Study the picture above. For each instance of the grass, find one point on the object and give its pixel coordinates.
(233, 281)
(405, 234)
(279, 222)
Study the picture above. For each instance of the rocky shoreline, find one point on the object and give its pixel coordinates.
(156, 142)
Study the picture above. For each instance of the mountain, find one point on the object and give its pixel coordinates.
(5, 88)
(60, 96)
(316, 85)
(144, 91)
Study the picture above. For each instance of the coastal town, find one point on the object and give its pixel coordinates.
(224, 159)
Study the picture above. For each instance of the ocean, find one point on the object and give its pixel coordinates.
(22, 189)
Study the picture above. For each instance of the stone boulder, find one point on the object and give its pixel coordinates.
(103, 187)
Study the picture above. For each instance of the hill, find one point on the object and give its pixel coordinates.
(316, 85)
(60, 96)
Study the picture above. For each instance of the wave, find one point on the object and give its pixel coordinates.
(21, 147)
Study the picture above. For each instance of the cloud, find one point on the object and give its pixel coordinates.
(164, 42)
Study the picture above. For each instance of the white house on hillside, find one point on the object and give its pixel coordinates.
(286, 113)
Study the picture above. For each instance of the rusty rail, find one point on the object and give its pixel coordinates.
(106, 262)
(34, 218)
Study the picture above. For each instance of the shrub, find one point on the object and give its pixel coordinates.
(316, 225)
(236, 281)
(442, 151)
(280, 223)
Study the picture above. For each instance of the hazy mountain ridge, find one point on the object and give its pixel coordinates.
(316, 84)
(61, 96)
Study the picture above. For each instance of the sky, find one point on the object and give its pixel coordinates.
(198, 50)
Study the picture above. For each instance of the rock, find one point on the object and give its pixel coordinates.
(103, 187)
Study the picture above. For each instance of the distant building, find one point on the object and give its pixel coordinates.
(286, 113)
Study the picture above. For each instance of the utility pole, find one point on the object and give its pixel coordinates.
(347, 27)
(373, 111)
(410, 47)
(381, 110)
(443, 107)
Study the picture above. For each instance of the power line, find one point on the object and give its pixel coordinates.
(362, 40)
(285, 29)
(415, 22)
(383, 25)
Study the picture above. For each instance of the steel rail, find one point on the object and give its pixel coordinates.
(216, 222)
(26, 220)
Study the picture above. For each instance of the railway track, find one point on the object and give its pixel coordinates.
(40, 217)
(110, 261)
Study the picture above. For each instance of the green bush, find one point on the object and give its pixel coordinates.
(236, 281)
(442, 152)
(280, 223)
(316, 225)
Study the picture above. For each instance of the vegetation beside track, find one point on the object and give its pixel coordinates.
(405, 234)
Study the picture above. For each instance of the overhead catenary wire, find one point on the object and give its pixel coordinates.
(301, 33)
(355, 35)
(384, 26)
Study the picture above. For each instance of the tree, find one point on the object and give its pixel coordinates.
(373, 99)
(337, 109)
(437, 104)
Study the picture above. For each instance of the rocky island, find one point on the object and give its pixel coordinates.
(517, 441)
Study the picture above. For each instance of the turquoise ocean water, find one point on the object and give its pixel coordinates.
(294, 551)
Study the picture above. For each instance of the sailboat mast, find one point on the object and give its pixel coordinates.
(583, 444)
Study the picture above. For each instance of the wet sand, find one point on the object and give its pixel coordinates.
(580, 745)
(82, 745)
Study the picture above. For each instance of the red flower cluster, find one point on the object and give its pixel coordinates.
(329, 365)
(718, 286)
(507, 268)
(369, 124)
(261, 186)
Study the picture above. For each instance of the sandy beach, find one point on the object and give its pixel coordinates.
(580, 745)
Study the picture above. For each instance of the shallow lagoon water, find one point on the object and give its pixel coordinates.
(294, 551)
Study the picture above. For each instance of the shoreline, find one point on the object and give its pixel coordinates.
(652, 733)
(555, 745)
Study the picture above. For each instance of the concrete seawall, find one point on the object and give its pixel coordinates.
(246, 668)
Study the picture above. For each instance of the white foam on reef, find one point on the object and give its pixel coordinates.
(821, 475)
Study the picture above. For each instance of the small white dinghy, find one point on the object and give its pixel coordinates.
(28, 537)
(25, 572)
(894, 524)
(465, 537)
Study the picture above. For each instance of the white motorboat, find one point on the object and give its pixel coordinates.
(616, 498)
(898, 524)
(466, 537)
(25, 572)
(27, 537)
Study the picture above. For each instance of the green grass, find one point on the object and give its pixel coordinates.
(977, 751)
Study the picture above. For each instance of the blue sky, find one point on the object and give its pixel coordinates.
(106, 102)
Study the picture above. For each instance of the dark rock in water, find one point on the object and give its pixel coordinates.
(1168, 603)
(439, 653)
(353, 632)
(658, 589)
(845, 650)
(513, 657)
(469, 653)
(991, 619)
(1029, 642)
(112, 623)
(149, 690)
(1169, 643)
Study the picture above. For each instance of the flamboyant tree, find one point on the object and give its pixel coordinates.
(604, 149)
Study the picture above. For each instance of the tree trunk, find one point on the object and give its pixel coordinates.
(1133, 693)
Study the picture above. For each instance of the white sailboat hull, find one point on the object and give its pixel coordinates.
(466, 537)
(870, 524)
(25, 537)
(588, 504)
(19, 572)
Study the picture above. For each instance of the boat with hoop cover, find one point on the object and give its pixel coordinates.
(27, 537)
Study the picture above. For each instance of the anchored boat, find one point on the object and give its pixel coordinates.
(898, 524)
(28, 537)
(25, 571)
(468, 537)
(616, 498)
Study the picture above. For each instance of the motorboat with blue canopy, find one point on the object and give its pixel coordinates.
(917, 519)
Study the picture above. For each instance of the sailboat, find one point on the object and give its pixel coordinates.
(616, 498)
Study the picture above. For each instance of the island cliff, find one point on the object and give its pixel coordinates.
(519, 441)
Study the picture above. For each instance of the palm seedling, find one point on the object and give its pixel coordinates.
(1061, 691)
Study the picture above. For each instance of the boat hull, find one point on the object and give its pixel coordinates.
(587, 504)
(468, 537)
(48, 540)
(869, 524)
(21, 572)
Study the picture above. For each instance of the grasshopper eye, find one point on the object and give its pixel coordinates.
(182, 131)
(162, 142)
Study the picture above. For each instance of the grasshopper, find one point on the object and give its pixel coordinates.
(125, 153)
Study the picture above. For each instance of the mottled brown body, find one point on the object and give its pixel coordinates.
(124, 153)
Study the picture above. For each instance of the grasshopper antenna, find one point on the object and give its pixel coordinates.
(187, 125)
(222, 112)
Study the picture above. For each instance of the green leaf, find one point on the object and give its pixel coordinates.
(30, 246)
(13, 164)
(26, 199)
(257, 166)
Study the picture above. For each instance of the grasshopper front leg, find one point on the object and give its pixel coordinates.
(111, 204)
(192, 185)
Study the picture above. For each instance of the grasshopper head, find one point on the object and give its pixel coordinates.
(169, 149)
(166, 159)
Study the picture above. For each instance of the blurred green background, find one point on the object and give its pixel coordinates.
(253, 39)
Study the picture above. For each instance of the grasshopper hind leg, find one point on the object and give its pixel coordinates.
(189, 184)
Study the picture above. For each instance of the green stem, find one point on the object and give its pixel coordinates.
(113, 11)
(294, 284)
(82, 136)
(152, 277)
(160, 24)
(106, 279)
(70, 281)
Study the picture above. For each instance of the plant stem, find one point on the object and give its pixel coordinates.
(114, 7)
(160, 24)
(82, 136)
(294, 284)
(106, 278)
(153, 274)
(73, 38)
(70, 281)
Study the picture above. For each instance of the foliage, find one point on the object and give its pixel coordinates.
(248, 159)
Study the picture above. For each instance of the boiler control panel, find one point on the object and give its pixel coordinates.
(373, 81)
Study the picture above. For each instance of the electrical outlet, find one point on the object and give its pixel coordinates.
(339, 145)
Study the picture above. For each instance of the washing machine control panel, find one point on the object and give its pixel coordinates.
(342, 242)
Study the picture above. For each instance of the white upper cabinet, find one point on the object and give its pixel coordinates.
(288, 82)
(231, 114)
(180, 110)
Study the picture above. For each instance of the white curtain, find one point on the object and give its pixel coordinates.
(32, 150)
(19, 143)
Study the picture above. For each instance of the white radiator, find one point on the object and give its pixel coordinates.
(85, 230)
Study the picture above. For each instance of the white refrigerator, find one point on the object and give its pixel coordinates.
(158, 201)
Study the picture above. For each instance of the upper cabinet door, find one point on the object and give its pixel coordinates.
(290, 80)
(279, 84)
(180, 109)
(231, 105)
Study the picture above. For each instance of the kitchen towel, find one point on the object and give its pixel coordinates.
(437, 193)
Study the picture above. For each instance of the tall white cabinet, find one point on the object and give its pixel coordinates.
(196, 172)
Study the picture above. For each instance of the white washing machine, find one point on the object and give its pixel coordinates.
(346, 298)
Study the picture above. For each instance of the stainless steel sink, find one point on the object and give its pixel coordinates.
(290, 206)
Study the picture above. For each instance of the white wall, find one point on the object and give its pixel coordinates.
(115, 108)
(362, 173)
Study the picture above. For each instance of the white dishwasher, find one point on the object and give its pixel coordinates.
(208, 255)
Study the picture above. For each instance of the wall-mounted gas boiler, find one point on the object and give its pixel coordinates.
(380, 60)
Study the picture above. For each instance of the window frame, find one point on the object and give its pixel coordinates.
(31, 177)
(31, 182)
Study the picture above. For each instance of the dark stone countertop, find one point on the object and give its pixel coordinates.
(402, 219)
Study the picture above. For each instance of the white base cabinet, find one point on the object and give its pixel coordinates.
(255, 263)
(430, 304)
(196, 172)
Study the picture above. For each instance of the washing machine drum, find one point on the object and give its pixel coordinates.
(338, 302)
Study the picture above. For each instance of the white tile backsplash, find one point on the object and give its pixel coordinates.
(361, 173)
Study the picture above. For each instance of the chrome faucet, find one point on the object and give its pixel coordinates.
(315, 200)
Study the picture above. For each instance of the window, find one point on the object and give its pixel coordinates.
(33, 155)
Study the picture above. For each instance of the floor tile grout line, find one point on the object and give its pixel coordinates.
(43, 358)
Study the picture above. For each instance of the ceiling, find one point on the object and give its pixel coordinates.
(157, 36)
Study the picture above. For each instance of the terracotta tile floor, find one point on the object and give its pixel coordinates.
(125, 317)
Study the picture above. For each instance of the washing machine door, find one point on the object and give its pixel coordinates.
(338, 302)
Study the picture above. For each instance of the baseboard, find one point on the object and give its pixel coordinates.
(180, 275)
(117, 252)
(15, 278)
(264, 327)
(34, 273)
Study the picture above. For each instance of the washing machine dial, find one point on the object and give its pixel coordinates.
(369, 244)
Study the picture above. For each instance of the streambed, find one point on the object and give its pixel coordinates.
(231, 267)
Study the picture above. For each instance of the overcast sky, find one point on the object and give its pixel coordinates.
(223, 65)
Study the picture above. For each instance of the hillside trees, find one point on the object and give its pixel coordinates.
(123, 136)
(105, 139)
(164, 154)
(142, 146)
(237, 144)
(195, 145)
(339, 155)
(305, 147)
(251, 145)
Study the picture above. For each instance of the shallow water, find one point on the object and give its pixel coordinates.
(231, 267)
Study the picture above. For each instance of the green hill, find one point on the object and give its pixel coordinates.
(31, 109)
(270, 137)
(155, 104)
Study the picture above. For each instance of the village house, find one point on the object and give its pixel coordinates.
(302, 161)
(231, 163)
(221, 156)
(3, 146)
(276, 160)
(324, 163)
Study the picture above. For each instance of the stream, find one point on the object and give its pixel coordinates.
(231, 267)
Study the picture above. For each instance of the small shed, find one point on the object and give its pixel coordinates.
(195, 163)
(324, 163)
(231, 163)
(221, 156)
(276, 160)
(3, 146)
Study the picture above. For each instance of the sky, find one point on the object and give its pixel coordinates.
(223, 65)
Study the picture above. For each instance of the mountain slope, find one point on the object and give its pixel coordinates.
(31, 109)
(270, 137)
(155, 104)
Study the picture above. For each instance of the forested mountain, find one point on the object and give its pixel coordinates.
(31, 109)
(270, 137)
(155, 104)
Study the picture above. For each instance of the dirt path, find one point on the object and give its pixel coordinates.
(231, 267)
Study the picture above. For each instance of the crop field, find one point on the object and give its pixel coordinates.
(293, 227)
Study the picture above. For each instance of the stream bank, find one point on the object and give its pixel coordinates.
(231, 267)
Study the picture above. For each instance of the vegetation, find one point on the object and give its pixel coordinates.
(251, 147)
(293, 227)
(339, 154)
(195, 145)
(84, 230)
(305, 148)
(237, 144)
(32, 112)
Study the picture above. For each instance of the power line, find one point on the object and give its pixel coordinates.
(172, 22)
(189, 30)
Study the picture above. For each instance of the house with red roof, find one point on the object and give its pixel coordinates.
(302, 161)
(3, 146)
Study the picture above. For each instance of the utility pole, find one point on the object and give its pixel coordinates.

____

## EXERCISE INSTRUCTIONS:
Above are the records; copy exactly the lines from the one with "the vegetation, find" through the final line.

## SOLUTION TO THE EXERCISE:
Study the picture above. For each instance of the vegetation, find one point on the object and give its pixel coordinates.
(251, 147)
(293, 227)
(339, 154)
(195, 145)
(84, 230)
(305, 148)
(237, 144)
(32, 112)
Study the picture above. For each instance of the power line, find one point on the object and give its pixel coordinates.
(172, 22)
(189, 30)
Study the picture above. For each instance of the house with red roof, find one point on the object and give its pixel coordinates.
(302, 161)
(3, 146)
Study the picture above. For each instance of the utility pole, find one point on the object and give its pixel coordinates.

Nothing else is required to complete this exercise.